**Excerpted records:**
'''
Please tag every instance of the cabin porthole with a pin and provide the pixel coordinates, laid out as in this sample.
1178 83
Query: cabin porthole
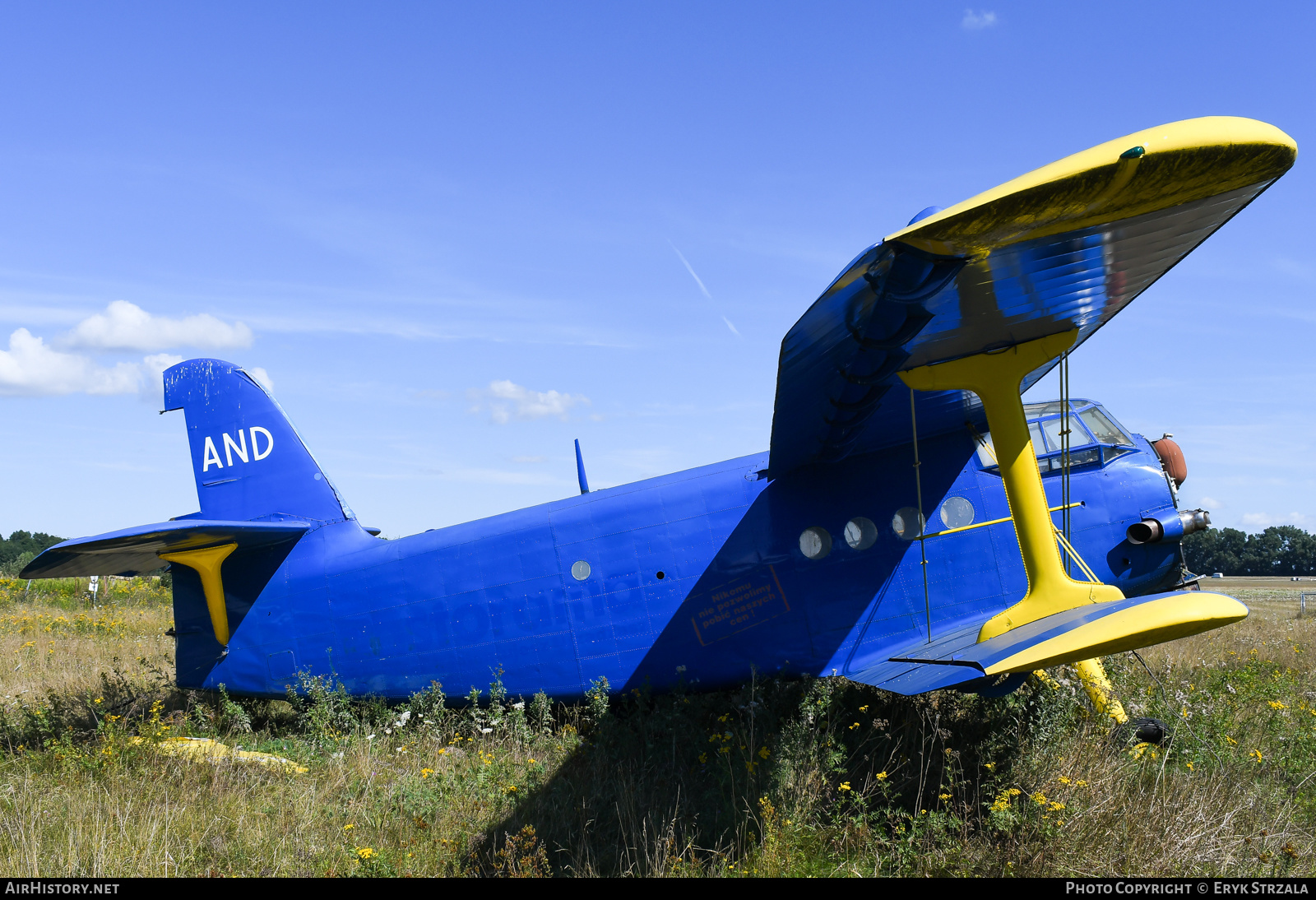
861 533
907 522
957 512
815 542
'''
**Work to complete:** Copy every line above word for word, leaving out the picture.

**Exercise result:**
Please tag every instance of the cabin porthole with a pin and provide the pixel coordinates, laid out as in this sample.
1178 83
Query: cabin porthole
861 533
907 522
957 512
815 542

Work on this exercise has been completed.